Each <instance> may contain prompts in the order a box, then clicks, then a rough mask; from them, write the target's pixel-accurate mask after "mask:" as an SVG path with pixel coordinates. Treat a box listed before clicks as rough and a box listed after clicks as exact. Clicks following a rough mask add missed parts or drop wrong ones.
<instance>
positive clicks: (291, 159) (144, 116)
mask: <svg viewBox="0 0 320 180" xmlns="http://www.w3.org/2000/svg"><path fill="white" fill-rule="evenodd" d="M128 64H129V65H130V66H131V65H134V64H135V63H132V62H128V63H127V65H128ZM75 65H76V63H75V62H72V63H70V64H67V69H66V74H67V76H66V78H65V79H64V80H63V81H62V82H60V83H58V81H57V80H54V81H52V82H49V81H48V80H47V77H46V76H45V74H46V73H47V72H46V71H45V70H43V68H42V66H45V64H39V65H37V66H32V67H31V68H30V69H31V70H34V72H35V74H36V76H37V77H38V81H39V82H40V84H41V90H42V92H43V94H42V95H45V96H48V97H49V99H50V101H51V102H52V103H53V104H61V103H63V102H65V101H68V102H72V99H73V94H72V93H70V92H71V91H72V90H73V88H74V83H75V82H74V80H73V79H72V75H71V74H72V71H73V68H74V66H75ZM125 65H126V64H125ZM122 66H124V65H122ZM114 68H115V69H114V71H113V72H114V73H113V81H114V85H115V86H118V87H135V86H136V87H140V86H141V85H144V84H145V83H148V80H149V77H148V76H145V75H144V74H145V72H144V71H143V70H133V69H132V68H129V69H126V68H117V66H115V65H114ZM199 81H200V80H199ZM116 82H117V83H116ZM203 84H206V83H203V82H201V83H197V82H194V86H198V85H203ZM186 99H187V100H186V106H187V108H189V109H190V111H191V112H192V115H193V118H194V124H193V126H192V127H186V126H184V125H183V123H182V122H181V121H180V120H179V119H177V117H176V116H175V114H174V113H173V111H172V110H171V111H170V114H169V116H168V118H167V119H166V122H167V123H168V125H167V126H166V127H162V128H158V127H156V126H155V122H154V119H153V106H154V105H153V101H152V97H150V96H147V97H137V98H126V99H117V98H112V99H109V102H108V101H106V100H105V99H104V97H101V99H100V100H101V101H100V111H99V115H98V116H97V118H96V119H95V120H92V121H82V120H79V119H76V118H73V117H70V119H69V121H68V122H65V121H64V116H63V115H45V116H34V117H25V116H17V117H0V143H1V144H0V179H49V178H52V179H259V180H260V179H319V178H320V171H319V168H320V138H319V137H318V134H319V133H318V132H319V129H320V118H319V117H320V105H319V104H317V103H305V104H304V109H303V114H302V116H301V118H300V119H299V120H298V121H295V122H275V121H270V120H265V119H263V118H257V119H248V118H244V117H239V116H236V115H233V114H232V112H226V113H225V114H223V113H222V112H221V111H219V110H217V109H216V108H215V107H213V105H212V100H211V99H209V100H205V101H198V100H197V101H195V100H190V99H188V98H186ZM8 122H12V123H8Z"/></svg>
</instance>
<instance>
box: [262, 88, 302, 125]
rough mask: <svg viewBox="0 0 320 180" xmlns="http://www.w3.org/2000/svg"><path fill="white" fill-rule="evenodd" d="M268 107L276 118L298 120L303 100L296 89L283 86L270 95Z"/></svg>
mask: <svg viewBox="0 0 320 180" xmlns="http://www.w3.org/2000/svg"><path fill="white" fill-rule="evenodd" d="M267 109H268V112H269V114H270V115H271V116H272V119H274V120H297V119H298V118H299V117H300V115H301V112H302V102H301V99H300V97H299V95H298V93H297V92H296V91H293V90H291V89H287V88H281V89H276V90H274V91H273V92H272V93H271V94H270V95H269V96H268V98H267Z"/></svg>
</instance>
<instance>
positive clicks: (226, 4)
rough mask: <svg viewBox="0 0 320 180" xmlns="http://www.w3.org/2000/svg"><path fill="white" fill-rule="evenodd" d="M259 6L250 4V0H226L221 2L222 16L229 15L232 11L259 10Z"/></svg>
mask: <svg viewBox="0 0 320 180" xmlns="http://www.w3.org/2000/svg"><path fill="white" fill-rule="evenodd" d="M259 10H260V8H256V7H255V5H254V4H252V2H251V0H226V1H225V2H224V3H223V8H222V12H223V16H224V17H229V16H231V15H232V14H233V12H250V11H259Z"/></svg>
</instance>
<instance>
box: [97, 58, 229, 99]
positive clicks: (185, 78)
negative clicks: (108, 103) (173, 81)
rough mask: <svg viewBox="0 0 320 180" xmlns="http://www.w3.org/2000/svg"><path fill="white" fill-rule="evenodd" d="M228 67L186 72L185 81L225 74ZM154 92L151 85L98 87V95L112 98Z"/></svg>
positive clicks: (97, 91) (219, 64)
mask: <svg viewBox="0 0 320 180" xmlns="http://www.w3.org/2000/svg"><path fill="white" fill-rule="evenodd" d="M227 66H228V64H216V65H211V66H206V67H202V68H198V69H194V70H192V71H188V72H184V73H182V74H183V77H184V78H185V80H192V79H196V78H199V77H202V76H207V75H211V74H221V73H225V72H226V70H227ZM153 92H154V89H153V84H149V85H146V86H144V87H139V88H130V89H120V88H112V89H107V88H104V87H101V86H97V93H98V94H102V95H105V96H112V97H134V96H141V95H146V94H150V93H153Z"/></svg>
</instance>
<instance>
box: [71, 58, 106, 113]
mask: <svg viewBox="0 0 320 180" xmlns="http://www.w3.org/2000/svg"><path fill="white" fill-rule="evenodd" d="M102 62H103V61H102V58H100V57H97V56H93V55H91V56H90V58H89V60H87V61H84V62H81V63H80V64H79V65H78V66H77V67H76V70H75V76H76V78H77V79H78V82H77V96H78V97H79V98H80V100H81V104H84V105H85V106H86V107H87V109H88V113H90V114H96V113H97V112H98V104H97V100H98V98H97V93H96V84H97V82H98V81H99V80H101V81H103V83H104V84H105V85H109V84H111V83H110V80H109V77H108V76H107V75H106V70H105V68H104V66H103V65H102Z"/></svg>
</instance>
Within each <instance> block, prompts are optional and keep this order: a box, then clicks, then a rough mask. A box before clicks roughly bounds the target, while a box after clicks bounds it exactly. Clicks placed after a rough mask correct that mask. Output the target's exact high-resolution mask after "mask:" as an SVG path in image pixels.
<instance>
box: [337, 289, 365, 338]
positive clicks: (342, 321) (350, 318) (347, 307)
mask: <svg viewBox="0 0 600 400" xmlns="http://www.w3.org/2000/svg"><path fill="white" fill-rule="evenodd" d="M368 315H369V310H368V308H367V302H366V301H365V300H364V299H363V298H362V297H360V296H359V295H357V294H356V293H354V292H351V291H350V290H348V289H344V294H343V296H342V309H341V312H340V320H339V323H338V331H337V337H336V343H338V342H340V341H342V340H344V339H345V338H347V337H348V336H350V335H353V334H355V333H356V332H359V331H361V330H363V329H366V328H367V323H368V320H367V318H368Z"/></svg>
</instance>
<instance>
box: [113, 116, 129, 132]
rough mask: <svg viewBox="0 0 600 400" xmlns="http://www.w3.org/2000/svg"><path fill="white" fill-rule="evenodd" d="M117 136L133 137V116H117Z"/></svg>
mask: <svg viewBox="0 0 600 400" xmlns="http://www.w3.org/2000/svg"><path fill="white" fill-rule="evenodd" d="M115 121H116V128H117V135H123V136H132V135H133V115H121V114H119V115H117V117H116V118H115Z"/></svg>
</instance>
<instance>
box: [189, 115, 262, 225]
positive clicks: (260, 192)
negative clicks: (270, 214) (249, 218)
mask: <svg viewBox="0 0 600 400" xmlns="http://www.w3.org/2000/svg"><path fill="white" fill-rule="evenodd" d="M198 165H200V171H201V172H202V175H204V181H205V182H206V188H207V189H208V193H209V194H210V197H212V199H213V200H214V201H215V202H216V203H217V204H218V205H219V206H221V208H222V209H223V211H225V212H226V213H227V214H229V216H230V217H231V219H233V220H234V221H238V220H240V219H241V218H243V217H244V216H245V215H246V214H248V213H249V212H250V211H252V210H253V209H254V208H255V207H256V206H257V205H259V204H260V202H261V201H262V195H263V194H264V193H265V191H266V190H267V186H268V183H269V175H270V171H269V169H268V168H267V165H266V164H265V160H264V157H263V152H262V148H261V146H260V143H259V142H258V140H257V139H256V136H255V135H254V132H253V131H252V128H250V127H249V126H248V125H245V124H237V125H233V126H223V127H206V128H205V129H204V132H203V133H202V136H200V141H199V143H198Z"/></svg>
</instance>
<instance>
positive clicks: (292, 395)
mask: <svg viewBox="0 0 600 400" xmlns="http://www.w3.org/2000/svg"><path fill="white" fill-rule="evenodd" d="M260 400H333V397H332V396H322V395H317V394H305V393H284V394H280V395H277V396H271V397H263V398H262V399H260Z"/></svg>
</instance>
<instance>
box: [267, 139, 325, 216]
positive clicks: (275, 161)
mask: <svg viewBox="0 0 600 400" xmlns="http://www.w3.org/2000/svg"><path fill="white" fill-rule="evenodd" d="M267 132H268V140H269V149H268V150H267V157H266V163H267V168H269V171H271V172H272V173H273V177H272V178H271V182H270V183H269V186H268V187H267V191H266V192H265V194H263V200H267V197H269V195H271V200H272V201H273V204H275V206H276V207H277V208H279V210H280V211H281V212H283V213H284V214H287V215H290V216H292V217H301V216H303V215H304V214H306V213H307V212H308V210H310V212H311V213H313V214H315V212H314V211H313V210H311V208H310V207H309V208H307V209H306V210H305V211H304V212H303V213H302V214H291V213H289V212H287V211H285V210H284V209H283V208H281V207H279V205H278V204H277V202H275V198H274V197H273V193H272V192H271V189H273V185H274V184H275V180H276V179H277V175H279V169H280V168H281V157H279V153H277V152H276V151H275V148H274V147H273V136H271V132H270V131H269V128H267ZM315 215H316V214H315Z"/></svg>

━━━━

EXERCISE DESCRIPTION: Pull out every line of the entries above that contains the string "exact".

FINISHED TASK:
Each <instance> may contain prompts in the order a box, then clicks, then a rough mask; from them, write the target's pixel-accurate mask after "mask:" as an SVG path with pixel coordinates. Treat a box listed before clicks as rough and a box listed after clicks as exact. Clicks following a rough mask add missed parts or drop wrong ones.
Within each <instance> block, prompts are optional and keep this order: a box, then clicks, then a rough mask. A box before clicks roughly bounds the target, while a box after clicks bounds it exactly. Clicks placed after a rough mask correct that mask. Output the target's exact high-resolution mask after "mask:" as an SVG path in image pixels.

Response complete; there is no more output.